Ever since the tripling of the VIX index at the end of August, trading has settled down into a consistent decline that has assuaged the fears revealed by the correction. Over the past two months, a falling price channel has developed as the volatility index falls almost -64%. Meanwhile, the index levels fell well below the 50-day simple moving average and recently below the 200-day moving average. Those crossover points represent short-term volatility lowering below long-term and mid-term levels. Investors should be more bullish and continue in that fashion, but we still see intraday fluctuations and pared gains (and losses). If volatility is dropping, group psychology should suggest that buying pressure should overcome the market, but it has been stemmed by an equal amount of selling. Where is the fear coming from if it isn't coming from volatility? The answer may come from the research of Daniel Kahneman, one of the leading behavioral economists doing research today. His theories summarized by prospect theory cite the importance of doubt when individuals take on risk. Conventional economic theory says that individuals will not discriminate between bets with varying risk that have the same expected value. For example, a person is given the choice between two bets: a 50% chance of winning $100 and a 10% chance of winning $500 (both have an expected value of $50). Orthodox utility theory suggests both bets should be chosen equally, but Kahneman has shown otherwise. Instead, he showed that the introduction of more doubt makes that option less likely to be chosen. Consider this example. a person is given the choice between two bets once again: a 100% chance of winning $99 and a 99% chance of winning $100 (same expected value of $99). Kahneman's premise of the overbearing power of our lazy intuition suggested that participants would choose the sure option more than the less sure option (even though it is only 1% less sure). This comes from a risk-averse mindset that infects our minds. We hate losing, so we seek the option that reduces the possibility of a loss at all costs. Kahneman also showed that participants were willing to take a premium for more certainty. For example, participants might choose a 100% chance of winning $80 instead of a 90% chance of winning $100 (first option, expected value is $80, second option, expected value is $90).
These ideas about risk taking and betting can be taken to the current condition of the stock market. Imagine the average investor choosing between the options of trading with a higher expected value but more risk and the certainty of money in an uninvested state. Because most individuals are loss averse, the typical buy might go away. In a market which is clearly improving volatility-wise but becoming increasingly uncertain about which way to move, investors are surely being scared away from committing to a position. Instead, trading short-term margins has been more evident with the small fluctuations in the day-to-day trading. In the current bull rally, we've seen the most effect from contrarian indicators that saw energy and consumer good sectors rebound, but other than that stocks have had slurred performance. Typically, when equities confidence becomes fuzzy, traders flock to bonds, but even there Fed policy has convoluted the future of interest rates, teasing bondholders. Once again, today's trading reflects the hourly whipsaws with little convincing movement as advancing and declining stocks balance each other out. The Dow Jones initially dropped but has stabilized to a -0.02% loss. The S&P 500 flew down then up and finally centralizes at midday with losses of -0.19%. Even the Global Dow shows similar fluctuations with an intraday high and low both 6 points higher than the current middle to which it has trailed off. The sector that has been most affected by global convolution is the energy sector which continues to shuffle the overall demand and supply levels for energy with the continuation of murky data. Analysts from different firms and the EIA in the U.S. constantly produce contradicting data and reports that predict production and consumption figures in the near future but may have very little merit at all.

PROBLEM DESCRIPTION »
Based on the market commentary, state whether each statement agrees with it (yes or no), quoting the words that decide it: 1. Over the past two months the volatility index has fallen almost 64%. 2. The Dow Jones has settled at a small gain. 3. In Kahneman's example, participants might pick a 90% chance of winning $100 over a 100% chance of winning $80.

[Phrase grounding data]
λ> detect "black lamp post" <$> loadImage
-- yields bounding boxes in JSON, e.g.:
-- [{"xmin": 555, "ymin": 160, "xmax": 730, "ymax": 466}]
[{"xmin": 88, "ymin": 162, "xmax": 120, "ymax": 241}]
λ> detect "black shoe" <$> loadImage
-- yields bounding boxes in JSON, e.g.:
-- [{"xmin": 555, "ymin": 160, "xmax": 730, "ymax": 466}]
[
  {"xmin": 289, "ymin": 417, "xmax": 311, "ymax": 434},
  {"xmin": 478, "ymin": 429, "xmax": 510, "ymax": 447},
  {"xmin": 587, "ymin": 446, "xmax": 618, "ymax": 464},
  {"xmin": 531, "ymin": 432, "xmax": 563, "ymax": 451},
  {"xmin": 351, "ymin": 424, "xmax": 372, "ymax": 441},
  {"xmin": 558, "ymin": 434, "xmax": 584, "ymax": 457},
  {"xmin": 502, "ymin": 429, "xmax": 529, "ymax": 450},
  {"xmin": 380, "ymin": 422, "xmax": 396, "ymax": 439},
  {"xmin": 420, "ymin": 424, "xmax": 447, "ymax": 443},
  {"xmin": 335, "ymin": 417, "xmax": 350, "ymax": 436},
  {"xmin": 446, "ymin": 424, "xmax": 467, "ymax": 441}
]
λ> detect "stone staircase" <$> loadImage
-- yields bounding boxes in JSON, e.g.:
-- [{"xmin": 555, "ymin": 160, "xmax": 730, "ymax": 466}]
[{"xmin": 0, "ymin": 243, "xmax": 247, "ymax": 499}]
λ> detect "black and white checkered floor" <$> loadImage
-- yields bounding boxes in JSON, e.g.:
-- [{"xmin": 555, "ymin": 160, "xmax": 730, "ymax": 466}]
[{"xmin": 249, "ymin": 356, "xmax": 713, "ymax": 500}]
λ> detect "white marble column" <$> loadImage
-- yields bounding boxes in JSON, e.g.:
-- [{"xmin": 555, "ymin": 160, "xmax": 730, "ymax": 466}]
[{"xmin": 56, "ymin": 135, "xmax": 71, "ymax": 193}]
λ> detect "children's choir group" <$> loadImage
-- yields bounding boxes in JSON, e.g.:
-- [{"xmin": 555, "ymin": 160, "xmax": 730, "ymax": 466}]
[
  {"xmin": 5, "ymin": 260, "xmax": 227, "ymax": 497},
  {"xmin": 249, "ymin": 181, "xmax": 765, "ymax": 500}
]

SOLUTION TO THE PROBLEM »
1. Yes: "Over the past two months, a falling price channel has developed as the volatility index falls almost -64%."
2. No: "The Dow Jones initially dropped but has stabilized to a -0.02% loss."
3. No: "participants might choose a 100% chance of winning $80 instead of a 90% chance of winning $100"